GAINESVILLE, FL. -- April 23, 1998 -- University of Florida psychiatrists are wielding new weapons in the war against nicotine addiction -- antidepressants.

Part of a three-pronged approach that may include nicotine replacement therapy and counselling, the idea is to help smokers kick the habit by tackling addiction at its root: long-lasting changes in brain chemistry that train the brain to expect new levels of pleasure it eventually considers normal.

This chemical conditioning occurs gradually, but the changes persist for months after someone stops smoking, setting the stage for relapse, reports UF substance abuse expert Dr. Mark Gold in an article on tobacco smoking and nicotine dependence in the current edition of the Journal of Addictive Diseases.

As a result, many people who try to quit report feeling irritable, moody and even depressed, Gold said, professor of psychiatry, neuroscience, community health and family medicine at the UF Brain Institute and UF's College of Medicine.

Smoking tobacco, like smoking heroin or cocaine, is profoundly addictive and nicotine dependence is particularly resistant to treatment, he said. Treatment programs for alcoholism and cocaine addiction are effective at least half the time.

In contrast, although 80 percent of smokers want to stop, only 20 to 30 percent of those who do are smoke-free a year later. Less than five percent quit successfully with no intervention.

"This is a very, very tenacious addiction," said UF psychiatrist Dr. Douglas Eaton, an addiction medicine specialist. "This is as hard an addiction to crack as heroin or cocaine -- right up there with the biggies."

Up to now, many physicians have relied solely on the nicotine patch, which helps smokers cope with acute withdrawal symptoms.

"Social prohibitions, the stigma and health information that smoking is bad for you works for some people," Gold said. "Who is left? People with a pathological attachment to smoking, who are getting antidepressant effects from smoking. They love smoking -- it's a source of pleasure.

* Data supplied:
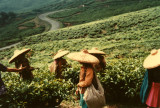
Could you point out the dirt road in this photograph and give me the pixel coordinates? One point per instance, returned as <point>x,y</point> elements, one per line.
<point>54,25</point>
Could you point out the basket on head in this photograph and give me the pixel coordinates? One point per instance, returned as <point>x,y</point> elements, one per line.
<point>83,57</point>
<point>152,60</point>
<point>18,53</point>
<point>60,53</point>
<point>95,50</point>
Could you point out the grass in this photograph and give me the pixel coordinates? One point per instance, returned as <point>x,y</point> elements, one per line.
<point>126,39</point>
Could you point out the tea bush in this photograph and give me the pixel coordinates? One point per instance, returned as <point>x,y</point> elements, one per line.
<point>43,90</point>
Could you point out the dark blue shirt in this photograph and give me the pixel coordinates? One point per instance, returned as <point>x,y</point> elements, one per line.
<point>2,87</point>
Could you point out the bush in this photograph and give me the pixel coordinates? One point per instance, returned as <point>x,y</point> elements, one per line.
<point>43,90</point>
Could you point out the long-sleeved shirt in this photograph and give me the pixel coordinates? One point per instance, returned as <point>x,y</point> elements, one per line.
<point>86,78</point>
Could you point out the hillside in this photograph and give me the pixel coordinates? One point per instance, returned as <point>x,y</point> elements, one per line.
<point>97,10</point>
<point>126,39</point>
<point>26,22</point>
<point>28,5</point>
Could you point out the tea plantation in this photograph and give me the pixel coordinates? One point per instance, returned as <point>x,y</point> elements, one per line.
<point>126,39</point>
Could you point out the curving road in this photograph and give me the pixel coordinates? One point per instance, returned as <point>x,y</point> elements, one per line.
<point>54,25</point>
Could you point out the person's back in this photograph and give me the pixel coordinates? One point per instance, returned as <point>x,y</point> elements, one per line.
<point>26,74</point>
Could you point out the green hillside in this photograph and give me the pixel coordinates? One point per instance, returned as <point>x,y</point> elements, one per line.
<point>21,5</point>
<point>126,39</point>
<point>100,9</point>
<point>26,22</point>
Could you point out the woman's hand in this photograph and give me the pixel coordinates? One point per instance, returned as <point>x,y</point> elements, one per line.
<point>77,91</point>
<point>79,84</point>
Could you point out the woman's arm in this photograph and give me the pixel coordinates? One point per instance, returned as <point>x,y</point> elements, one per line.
<point>14,69</point>
<point>88,79</point>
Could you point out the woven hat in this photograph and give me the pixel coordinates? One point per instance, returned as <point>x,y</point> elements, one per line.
<point>83,57</point>
<point>18,53</point>
<point>95,50</point>
<point>60,53</point>
<point>153,60</point>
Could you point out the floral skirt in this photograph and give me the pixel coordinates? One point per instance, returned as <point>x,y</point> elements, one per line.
<point>153,99</point>
<point>2,90</point>
<point>82,102</point>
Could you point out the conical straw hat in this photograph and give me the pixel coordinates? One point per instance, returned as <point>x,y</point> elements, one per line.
<point>83,57</point>
<point>60,53</point>
<point>95,50</point>
<point>18,53</point>
<point>153,60</point>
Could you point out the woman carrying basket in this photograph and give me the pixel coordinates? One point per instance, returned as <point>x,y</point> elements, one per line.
<point>59,63</point>
<point>87,78</point>
<point>20,62</point>
<point>99,54</point>
<point>152,64</point>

* Task set:
1. Return the part of the nicotine addiction article starting with "As a result, many" and going on through "half the time.".
2. According to the nicotine addiction article, what share of smokers quit successfully with no intervention?
3. Continue the nicotine addiction article from its last sentence.

* Set of answers:
1.
As a result, many people who try to quit report feeling irritable, moody and even depressed, Gold said, professor of psychiatry, neuroscience, community health and family medicine at the UF Brain Institute and UF's College of Medicine.

Smoking tobacco, like smoking heroin or cocaine, is profoundly addictive and nicotine dependence is particularly resistant to treatment, he said. Treatment programs for alcoholism and cocaine addiction are effective at least half the time.

2. Less than five percent.

3.
"The idea that you can treat all smokers with a nicotine patch or gum is not realistic. It's like saying you've discovered the cure for all alcoholism is alcohol. You wouldn't propose to most alcoholics who were drinking vodka that they should switch to beer. So the idea behind nicotine replacement and detoxification may be somewhat flawed."

Smoking cigarettes is tied to more than 400,000 deaths in the United States each year from cancer, stroke and cardiovascular disease, according to the American Lung Association.

UF physicians, practising in the newly formed Smoking Cessation Clinic within the Psychiatric Specialty Clinics at Shands hospital at UF, tackle the problem on both fronts -- using nicotine replacement therapy to treat acute withdrawal symptoms and antidepressants to combat the longer-lasting brain changes.

Smoking releases a cascade of brain chemicals associated with survival-enhancing behaviours such as eating and sex. UF physicians have studied the effects of two new medications for smoking: buproprion and naltrexone. Both act on the area of the brain that rewards survival-enhancing behaviours. UF physicians also offer patients strategies for attaining and maintaining abstinence from tobacco.

"Of course, smoking cigarettes is not survival enhancing, but the brain doesn't know that," Eaton said. "We in the addiction field have known that smoking is a drug addiction as serious or devastating in the long run as heroin or cocaine.

"It is perhaps even more malicious because the negative effects are not as quickly apparent, so it's easier for everyone involved to be in denial about the seriousness of the problem."